AIM OF THE TASK: Find each line in the records below that contains the word "carving" and copy those lines.

GIVEN ENTRIES:
+---+

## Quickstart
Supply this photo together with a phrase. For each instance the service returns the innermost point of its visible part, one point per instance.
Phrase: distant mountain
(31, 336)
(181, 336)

+---+

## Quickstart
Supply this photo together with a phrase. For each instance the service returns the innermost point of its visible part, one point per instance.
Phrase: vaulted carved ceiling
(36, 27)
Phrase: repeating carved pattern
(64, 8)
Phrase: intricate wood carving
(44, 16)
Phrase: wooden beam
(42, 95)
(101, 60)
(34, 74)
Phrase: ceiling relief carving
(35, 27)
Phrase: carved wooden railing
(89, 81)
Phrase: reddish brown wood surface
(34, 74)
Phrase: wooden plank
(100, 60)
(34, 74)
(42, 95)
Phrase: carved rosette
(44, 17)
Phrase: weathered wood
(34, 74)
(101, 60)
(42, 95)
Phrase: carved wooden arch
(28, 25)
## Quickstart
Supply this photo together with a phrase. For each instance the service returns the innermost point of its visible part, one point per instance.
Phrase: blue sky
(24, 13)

+---+

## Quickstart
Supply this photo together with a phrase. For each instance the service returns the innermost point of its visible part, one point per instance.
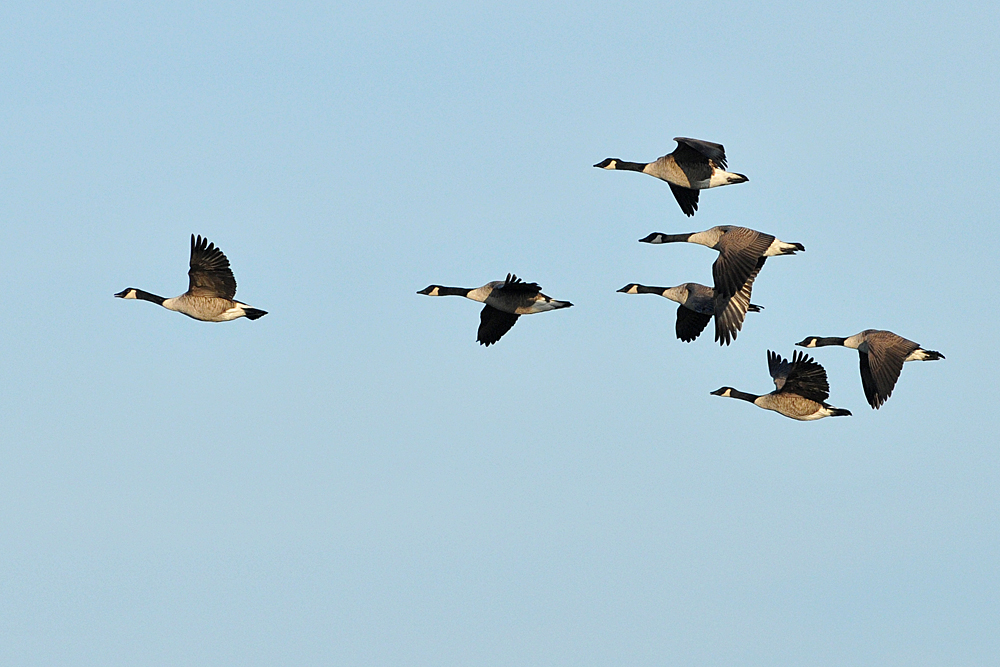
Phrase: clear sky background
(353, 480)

+---+

EXERCISE ANSWER:
Phrase: intricate wood carving
Phrase: ceiling relief carving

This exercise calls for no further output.